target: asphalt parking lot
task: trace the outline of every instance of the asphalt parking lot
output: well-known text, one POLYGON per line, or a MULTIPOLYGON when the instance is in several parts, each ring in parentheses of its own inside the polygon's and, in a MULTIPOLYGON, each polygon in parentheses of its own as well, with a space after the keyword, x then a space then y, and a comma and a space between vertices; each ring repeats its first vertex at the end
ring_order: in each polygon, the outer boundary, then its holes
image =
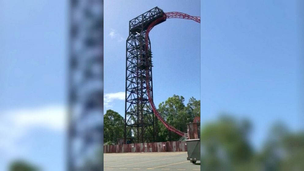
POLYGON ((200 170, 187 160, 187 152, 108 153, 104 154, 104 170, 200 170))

==

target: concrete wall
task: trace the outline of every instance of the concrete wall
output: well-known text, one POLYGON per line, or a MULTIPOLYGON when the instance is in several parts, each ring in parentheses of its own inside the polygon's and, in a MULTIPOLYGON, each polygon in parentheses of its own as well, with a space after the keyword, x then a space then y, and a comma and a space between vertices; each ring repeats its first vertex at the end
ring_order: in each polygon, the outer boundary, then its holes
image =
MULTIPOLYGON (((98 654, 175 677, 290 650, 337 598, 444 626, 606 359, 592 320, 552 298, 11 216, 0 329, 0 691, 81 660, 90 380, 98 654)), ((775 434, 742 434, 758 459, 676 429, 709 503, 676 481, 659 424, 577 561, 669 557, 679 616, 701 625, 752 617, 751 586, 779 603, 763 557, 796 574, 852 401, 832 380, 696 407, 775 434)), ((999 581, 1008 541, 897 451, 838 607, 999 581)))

CHALLENGE »
In the items above, swap "outer boundary" for "exterior boundary" in the part that opens with the line containing "target: asphalt parking lot" and closes with the line containing "POLYGON ((200 170, 187", changing nothing else. Give back only those lines, without the pictures.

ANSWER IN FULL »
target: asphalt parking lot
task: trace the outline of every instance of the asphalt parking lot
output: well-known text, one POLYGON per line, or a MULTIPOLYGON when the instance is in several parts, each ring in parentheses of its own inside the polygon's and, in a MULTIPOLYGON, each polygon in parentheses of its own as well, with a space after the keyword, x then a space then y, and a comma and a space between vertices; each ring repeats its first vertex at the end
ring_order: in each polygon, the exterior boundary, then its holes
image =
POLYGON ((200 170, 187 160, 187 152, 108 153, 104 154, 104 170, 200 170))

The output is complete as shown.